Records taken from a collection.
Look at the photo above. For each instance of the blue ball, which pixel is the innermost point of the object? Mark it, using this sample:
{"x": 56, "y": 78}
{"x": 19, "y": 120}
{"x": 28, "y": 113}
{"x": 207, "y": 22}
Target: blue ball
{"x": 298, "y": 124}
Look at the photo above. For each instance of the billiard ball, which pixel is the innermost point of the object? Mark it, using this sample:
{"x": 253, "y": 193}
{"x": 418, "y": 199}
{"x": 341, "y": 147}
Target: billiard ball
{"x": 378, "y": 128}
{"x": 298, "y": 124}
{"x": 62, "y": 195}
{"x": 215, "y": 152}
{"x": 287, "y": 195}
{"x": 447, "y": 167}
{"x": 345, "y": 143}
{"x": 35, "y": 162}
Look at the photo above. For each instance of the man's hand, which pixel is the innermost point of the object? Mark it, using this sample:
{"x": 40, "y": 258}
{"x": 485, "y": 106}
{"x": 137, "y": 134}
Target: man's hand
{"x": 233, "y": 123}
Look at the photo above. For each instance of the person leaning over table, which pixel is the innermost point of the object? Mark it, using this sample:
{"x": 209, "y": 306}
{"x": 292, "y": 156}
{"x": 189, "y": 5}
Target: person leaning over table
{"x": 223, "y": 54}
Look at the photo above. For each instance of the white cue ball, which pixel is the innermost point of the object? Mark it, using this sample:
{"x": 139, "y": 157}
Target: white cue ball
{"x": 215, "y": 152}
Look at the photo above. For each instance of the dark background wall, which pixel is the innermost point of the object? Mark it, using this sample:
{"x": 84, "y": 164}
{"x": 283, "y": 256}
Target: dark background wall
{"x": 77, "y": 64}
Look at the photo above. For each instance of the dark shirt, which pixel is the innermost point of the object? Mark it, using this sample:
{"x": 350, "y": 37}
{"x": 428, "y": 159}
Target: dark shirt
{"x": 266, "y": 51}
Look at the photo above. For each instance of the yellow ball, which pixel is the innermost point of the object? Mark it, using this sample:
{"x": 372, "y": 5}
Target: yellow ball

What is asked.
Please rewrite the records that start at the line containing "dark shirt, which" and run through the end of the records, with the requests included and no other lines. Rescale only the answer coordinates by 2.3 and round each to a whole number, with halves rounding up; leave the requests and their sample coordinates unchanged.

Task result.
Look at the photo above. For each instance of the dark shirt, which pixel is the innermost point of the object? Mark it, using this sample:
{"x": 350, "y": 37}
{"x": 428, "y": 159}
Target: dark shirt
{"x": 612, "y": 117}
Look at the photo above. For each instance of the yellow ball, which pixel is the innermost point of the object? Mark it, using this sample:
{"x": 372, "y": 5}
Target: yellow ball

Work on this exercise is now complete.